**Extrait présenté**
★ ★ ★ ★ ★

Tout a commencé pour moi lorsque je me suis retrouvé à l’université de Colorado (en 1994) grâce aux contacts de Tanya Haave (NDLR : joueuse américaine qui à l’époque jouait en France) et par Pao (Ekambi) qui a joué avec elle. Elle m’a donné les contacts de trois universités. L’université de Colorado, Tennessee et Syracuse. J’ai envoyé mon CV et ma K7. Tanya a appelé les coaches, elle a appuyé ma candidature. J’avais envie de faire comme Yannick (Souvré à Fresno State) et Pao (Ekambi à Marist), de continuer à progresser. J’avais besoin de travailler. J’étais une joueuse majeure dans mon équipe de Clermont, j’étais déjà en équipe de France (NDLR : médaillée d’argent à l’Euro 1993). J’avais envie de tenter l’aventure américaine. Avec le recul, je me dis que ça aurait été encore plus fabuleux d’aller à Tennessee. Ensuite, l’assistante-coach de Colorado est venu me voir jouer et tout de suite elle m’a dit « on te propose une bourse. »

« Là-bas, on travaille énormément, les entraînements durent trois ou quatre heures, mais c’est surtout qu’ils te défient au niveau mental »

L’entraîneur de l’équipe de France de l’époque (NDLR : Paul Besson) ne voyait pas d’un bon œil que je parte, il ne voyait pas l’intérêt. Il faut tomber dans une bonne fac où il y avait un niveau NCAA intéressant. J’avais besoin de bosser et j’avais exprimé dans les médias le fait que je ne savais pas où j’allais trouver en France le club où je pouvais le faire, je me suis fait reprendre de volée à cause de ça. Je venais de l’AS Montferrand, j’étais allée à Challes, puis au Stade Clermontois parce que je n’avais pas trouvé d’autres endroits, je pouvais finir mon DEUG, j’y retournais un peu sous la pression de mes parents avec l’entraîneur national pas loin.

J’ai eu raison de partir. Là-bas, on travaille énormément, les entraînements durent trois ou quatre heures, mais c’est surtout qu’ils te défient au niveau mental. Le travail physique est très dur et ça c’est juste pour savoir si tu peux élever ton niveau dans la difficulté, d’être présent quelque soit les choses qui se passent. Je me suis forgée un mental aux Etats-Unis, même si le niveau était peut-être moins important qu’en ligue. Il fallait que je prouve que j’étais capable. Il n’y avait pas une place de réservée pour la Française dans le cinq. Tout le monde doit gagner sa place et ça c’est intéressant.

★ ★ ★ ★ ★

Selon l'extrait présenté, combien de temps durent les entraînements aux États-Unis ?

★ ★ ★ ★ ★

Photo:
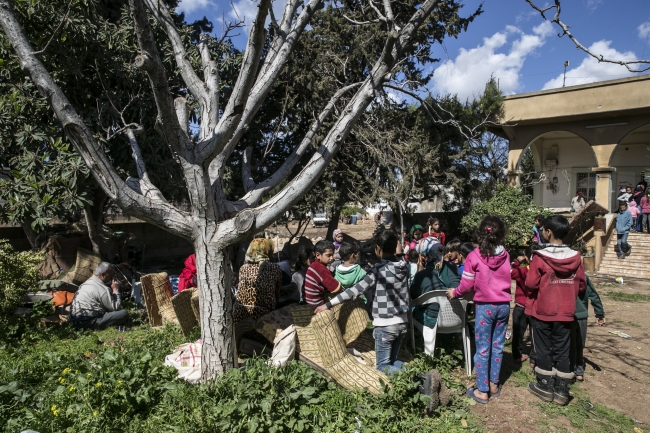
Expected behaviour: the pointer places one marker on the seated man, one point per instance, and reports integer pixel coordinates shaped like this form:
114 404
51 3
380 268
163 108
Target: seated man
97 302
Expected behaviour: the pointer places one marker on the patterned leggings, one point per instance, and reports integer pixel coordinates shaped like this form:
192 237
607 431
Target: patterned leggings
490 329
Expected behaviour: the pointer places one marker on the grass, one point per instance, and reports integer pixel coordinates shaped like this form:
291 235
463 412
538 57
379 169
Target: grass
628 297
58 379
585 415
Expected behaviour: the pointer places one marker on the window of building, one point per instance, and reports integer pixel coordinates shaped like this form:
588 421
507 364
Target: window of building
587 185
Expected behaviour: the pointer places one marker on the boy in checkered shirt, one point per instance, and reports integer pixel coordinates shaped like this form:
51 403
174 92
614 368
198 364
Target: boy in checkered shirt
390 305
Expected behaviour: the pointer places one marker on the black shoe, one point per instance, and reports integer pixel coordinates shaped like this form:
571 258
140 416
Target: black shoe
562 384
544 387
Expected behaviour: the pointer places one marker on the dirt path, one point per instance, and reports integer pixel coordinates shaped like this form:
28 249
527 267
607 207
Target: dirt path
617 375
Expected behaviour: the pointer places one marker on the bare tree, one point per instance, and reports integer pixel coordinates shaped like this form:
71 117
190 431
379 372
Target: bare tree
214 223
632 65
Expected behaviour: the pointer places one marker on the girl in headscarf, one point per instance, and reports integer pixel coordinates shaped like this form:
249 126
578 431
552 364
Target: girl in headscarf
259 282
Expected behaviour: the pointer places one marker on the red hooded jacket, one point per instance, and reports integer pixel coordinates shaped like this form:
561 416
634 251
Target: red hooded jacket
518 273
186 278
555 279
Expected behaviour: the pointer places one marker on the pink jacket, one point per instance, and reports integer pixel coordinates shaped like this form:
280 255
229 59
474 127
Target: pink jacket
489 277
645 204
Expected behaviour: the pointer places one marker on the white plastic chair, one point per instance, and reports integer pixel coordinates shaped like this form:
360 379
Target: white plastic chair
451 319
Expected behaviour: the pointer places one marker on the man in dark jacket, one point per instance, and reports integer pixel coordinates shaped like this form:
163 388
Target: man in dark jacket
623 224
579 327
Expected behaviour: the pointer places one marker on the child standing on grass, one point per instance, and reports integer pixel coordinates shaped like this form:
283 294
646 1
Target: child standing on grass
390 305
349 273
318 279
487 273
555 279
520 320
434 231
579 327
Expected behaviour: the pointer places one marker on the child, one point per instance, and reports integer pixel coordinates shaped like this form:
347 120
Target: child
414 264
537 230
349 273
305 259
634 210
337 236
579 327
623 224
520 320
416 235
434 230
645 211
487 273
555 279
463 251
390 305
318 279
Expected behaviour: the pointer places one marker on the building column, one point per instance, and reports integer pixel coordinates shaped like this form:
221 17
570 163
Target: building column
513 178
603 185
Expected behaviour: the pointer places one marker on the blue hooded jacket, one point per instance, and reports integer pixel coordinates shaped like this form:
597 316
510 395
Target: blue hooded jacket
623 222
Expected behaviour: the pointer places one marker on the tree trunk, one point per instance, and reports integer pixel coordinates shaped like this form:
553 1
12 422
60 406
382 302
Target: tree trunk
214 275
93 234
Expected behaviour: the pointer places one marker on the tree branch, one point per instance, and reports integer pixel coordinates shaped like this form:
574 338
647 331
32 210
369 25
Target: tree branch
599 57
196 86
163 215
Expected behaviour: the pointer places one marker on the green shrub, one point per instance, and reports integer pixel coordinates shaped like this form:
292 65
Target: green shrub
18 275
104 381
515 208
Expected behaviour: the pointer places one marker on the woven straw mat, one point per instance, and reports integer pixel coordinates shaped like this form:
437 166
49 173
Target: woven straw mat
339 364
182 304
84 267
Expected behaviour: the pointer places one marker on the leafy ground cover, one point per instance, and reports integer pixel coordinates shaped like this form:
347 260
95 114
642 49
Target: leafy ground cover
61 380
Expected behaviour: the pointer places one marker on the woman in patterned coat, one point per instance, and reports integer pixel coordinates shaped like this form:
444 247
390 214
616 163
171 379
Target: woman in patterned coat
259 282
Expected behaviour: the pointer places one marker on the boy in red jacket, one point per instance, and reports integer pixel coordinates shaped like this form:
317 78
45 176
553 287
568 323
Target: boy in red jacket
520 320
555 279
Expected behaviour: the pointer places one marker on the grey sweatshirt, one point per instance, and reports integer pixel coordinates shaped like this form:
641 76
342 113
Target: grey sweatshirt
94 299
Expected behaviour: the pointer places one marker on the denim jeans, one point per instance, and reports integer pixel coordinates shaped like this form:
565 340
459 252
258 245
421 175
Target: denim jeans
621 241
387 342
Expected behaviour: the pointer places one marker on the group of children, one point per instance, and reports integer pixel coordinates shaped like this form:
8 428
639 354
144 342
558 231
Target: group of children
551 296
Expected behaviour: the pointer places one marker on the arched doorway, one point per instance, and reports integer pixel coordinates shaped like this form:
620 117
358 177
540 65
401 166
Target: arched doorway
631 158
562 163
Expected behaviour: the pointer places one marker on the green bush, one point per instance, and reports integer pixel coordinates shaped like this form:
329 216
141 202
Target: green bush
18 275
105 381
515 208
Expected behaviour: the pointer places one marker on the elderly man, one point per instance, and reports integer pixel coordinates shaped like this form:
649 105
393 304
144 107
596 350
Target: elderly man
97 302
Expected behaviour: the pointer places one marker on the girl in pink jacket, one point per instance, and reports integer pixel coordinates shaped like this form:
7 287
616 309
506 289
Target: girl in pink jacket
487 273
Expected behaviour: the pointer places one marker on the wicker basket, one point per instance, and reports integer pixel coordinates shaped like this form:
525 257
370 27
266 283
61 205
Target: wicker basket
84 267
182 304
195 305
157 294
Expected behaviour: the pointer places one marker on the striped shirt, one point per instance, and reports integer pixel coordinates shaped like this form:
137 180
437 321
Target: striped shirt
318 280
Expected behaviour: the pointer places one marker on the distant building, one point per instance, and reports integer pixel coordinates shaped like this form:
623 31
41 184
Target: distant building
592 138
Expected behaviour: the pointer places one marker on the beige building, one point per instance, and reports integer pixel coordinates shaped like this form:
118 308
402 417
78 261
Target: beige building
593 138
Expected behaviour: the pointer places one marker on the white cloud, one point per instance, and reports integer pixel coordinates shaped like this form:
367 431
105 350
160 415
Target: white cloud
590 70
467 74
644 30
189 6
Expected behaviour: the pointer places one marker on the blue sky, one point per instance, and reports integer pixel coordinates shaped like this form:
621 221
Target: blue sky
511 41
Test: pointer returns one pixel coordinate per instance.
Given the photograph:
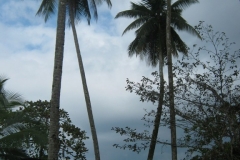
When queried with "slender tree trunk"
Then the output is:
(85, 89)
(170, 80)
(160, 103)
(54, 144)
(159, 110)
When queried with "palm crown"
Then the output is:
(150, 22)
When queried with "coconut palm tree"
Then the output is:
(170, 82)
(8, 100)
(76, 10)
(150, 41)
(47, 7)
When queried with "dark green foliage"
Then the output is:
(150, 25)
(206, 99)
(32, 137)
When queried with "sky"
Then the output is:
(27, 46)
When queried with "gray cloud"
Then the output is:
(27, 52)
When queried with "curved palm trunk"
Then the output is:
(85, 89)
(56, 86)
(159, 109)
(170, 80)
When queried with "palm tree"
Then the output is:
(170, 82)
(8, 100)
(150, 41)
(76, 10)
(46, 8)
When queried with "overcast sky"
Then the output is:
(26, 57)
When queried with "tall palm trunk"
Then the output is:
(56, 86)
(160, 104)
(170, 80)
(85, 89)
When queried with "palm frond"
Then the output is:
(132, 14)
(47, 8)
(178, 44)
(183, 4)
(135, 24)
(181, 24)
(80, 9)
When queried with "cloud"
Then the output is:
(27, 48)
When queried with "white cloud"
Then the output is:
(27, 50)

★ ★ ★ ★ ★

**Réponse complète**
Les entraînements durent trois ou quatre heures.